* _Data shown_:
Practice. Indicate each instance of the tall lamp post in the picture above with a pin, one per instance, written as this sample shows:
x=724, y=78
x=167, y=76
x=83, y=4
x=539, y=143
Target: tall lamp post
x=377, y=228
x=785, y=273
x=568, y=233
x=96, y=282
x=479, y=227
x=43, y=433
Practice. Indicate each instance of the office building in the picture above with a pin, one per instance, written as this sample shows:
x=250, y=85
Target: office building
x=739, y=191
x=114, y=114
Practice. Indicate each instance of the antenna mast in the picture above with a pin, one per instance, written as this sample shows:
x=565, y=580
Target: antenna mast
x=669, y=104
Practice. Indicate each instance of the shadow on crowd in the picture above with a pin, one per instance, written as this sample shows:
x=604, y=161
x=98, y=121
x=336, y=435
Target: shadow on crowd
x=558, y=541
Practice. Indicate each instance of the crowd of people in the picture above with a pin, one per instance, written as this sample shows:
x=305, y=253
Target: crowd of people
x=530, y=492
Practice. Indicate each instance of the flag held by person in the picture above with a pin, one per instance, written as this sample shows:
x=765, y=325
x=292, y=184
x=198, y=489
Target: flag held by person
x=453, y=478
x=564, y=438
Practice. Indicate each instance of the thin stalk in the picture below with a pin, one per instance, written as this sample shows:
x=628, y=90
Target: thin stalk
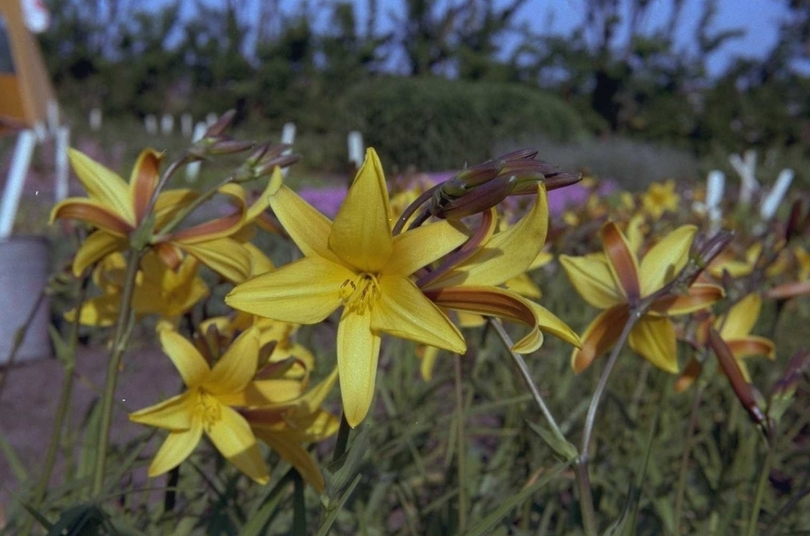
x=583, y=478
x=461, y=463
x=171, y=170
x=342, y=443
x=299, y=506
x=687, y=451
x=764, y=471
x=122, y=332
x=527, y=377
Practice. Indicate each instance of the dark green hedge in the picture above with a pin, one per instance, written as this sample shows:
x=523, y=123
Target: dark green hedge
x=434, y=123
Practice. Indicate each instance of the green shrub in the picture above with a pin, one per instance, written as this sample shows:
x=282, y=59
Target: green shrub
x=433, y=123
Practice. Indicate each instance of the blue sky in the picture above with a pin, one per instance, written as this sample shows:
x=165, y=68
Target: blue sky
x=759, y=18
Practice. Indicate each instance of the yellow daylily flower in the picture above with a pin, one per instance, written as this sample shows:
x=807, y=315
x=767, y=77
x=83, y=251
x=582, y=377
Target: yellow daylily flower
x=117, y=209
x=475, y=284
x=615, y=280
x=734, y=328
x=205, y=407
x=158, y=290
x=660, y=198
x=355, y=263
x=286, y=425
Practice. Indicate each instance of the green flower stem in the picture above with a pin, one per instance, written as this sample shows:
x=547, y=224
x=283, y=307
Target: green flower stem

* _Stated exercise_:
Copy all the rows above word for word, leaving out the pictures.

* _Exercise output_:
Practice. Indicate each instance of the tall lamp post in the picture above with a pin, one per instance, written as this sample shows:
x=724, y=78
x=167, y=76
x=83, y=4
x=539, y=143
Target: tall lamp post
x=377, y=228
x=785, y=273
x=568, y=233
x=96, y=282
x=479, y=227
x=43, y=433
Practice. Indicate each instance of the office building in the picture above with a pin, one per instance, written as this sample shows:
x=250, y=85
Target: office building
x=739, y=191
x=114, y=114
Practice. Indicate each instance of the antenna mast in the picture above with a pin, one per instance, written as this sample shows:
x=565, y=580
Target: antenna mast
x=669, y=104
Practice. Indicate each instance of the shadow on crowd in the picture above with a pin, one per instance, written as this sample shows:
x=604, y=161
x=98, y=121
x=336, y=435
Target: shadow on crowd
x=558, y=541
Practice. Indicate each instance of the crowd of people in the picture above with a pin, one per instance, written as this sample shows:
x=305, y=253
Target: crowd of people
x=530, y=492
Practice. Indicate each instance of the flag held by person in the picture above with a pin, one per instance, written as this sample shows:
x=765, y=325
x=292, y=184
x=198, y=489
Target: flag held by person
x=453, y=478
x=564, y=438
Practice. Indicate each instance of the thin stalk in the picture below with a pin, one per instance, written as this sample shows:
x=628, y=90
Target: thin stalk
x=583, y=478
x=461, y=463
x=171, y=170
x=342, y=443
x=299, y=506
x=687, y=451
x=764, y=471
x=122, y=332
x=527, y=377
Practice. Indicate each instance of the dark green hedge in the picture above with a pin, one per instance, written as this sample shows:
x=523, y=123
Target: dark green hedge
x=434, y=123
Practice. Indicate each instance of the green shrub in the picture above with a pin, one per instance, written as this sample shows:
x=282, y=59
Target: green shrub
x=433, y=123
Practice. Indicate each instance of the blue sky in the picture above with a pin, one per instance, written as this sample shows:
x=165, y=68
Target: blue sky
x=759, y=18
Practice. Indicate each instance of the yellow daylily flower in the picture above with a pin, one per instance, written as this sample shows:
x=807, y=315
x=767, y=77
x=83, y=251
x=582, y=377
Target: yellow daylily flower
x=117, y=209
x=475, y=284
x=615, y=280
x=734, y=328
x=205, y=407
x=158, y=290
x=660, y=198
x=355, y=263
x=286, y=425
Practice. Indicate each instance of the green flower stem in the picture above with a pin, one per instance, written as this sample shows:
x=547, y=224
x=283, y=307
Target: green flower stem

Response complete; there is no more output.